:: RECORD EXTRACTS ::

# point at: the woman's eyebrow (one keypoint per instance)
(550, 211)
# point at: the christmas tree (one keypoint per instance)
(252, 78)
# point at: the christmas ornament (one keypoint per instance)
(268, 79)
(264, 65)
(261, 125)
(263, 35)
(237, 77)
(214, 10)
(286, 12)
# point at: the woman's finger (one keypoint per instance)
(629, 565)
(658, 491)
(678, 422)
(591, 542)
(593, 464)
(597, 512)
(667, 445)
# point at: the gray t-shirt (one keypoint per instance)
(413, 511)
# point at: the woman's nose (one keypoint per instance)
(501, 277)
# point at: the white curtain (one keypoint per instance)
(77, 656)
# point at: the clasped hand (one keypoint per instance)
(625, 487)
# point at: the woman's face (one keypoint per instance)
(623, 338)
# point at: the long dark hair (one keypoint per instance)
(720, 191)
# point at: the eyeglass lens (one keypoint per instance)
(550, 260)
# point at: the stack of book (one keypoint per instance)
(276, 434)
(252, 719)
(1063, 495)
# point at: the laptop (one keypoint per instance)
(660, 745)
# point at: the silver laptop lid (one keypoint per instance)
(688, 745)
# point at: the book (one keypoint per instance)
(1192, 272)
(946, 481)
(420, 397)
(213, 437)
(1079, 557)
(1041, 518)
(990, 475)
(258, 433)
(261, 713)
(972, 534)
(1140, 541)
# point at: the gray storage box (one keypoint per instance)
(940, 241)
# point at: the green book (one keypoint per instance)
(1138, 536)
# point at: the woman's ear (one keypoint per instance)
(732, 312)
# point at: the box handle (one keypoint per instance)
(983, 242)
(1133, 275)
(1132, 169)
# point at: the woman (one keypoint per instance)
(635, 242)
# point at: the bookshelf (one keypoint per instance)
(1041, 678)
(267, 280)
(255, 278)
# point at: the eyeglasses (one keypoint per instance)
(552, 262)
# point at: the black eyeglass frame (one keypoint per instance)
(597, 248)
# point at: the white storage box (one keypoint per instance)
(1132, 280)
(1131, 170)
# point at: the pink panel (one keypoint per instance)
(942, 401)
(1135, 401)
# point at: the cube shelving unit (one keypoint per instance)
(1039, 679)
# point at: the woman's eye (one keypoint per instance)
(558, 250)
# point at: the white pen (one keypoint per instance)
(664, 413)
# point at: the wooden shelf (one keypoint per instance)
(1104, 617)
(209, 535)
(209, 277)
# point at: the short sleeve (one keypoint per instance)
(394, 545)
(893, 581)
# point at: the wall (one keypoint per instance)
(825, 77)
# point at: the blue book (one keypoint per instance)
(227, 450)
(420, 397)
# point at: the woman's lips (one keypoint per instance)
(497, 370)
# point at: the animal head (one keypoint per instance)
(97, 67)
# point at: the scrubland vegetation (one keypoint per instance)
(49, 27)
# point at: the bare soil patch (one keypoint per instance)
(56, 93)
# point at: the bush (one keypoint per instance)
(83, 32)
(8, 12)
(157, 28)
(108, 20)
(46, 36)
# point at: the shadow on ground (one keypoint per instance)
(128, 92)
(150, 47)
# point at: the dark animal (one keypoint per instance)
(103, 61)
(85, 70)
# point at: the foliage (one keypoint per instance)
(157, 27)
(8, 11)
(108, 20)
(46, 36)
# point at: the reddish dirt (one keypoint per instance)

:::

* WRITTEN TASK
Copy the records word for word, starting at the line containing "# point at: the wooden" and continuing through the end of the records.

* SOLUTION TO THIS EXERCISE
# point at: the wooden shelf (one keypoint per instance)
(1104, 617)
(209, 535)
(209, 277)
# point at: the short sleeve (one keypoint per instance)
(394, 545)
(893, 581)
# point at: the wall (one keypoint per instance)
(825, 77)
# point at: the blue book (one keypoint per instance)
(227, 450)
(420, 397)
# point at: the woman's lips (one keypoint per instance)
(497, 370)
# point at: the animal head (one keypoint per instance)
(97, 67)
# point at: the scrubland vegetation (one keypoint per instance)
(49, 27)
# point at: the bare soil patch (one keypoint per instance)
(56, 93)
# point at: the bush (one keypoint per instance)
(83, 32)
(8, 12)
(157, 28)
(108, 20)
(46, 36)
# point at: the shadow on ground (one keypoint per instance)
(128, 92)
(150, 47)
# point at: the dark animal (one keypoint per instance)
(103, 61)
(85, 70)
# point at: the foliage (one keypoint per instance)
(157, 27)
(8, 11)
(108, 20)
(46, 36)
# point at: the reddish dirt (one keypoint per instance)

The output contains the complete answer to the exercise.